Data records
┄┄┄┄┄┄┄┄┄┄┄┄┄┄┄┄┄┄┄┄

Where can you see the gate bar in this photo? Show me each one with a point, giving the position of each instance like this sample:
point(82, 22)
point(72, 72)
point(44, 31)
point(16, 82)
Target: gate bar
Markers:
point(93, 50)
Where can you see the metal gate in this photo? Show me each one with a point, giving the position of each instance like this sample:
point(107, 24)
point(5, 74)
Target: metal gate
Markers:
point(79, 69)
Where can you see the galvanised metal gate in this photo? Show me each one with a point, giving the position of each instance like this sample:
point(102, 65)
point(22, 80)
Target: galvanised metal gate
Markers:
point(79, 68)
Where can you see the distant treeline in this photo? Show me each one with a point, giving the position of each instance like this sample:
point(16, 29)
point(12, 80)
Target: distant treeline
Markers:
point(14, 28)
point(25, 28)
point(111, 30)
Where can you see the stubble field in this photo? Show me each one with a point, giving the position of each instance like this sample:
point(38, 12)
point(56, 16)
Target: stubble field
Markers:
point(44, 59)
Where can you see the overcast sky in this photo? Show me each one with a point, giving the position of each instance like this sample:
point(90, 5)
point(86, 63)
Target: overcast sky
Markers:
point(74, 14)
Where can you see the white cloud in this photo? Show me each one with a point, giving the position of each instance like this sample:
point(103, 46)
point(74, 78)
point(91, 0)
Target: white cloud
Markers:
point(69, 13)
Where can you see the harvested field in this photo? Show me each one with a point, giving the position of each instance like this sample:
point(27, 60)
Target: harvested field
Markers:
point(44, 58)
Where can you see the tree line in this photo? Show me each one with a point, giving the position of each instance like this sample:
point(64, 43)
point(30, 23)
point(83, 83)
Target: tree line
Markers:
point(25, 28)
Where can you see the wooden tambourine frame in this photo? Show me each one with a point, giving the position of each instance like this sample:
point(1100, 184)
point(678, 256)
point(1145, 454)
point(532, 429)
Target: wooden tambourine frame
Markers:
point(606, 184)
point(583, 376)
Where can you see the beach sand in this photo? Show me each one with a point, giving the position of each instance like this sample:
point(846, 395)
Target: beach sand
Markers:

┄┄┄┄┄┄┄┄┄┄┄┄┄┄┄┄┄┄┄┄

Reproduce the data word for word, covering the stretch from the line containing "Where can you see the galvanised" through the line containing "point(44, 58)", both lines included.

Where can you see the galvanised metal gate in this photo? Show me each one with a point, giving the position of each instance like this sample:
point(102, 65)
point(22, 80)
Target: galvanised metal gate
Markers:
point(79, 68)
Where can you see the distant treeline in this photo? Show me each one with a point, giving the position of each instance like this sample:
point(16, 29)
point(12, 80)
Target: distant treeline
Markers:
point(14, 28)
point(25, 28)
point(111, 30)
Where can you see the stubble field in this photo? Show me each one with a point, giving the position of each instance like this sample:
point(38, 12)
point(56, 16)
Target: stubble field
Markers:
point(44, 59)
Where can you see the overcast sky in this photo? Show me each one with a point, giving the position of each instance like this sample:
point(90, 5)
point(86, 63)
Target: overcast sky
Markers:
point(74, 14)
Where can you see the white cloud in this photo? Show me each one with a point, giving the position of each instance like this sample:
point(103, 46)
point(74, 78)
point(91, 0)
Target: white cloud
Markers:
point(69, 13)
Where can you see the harvested field in this photo? Show me each one with a point, giving the position of each instance like this sample:
point(27, 60)
Target: harvested field
Markers:
point(44, 58)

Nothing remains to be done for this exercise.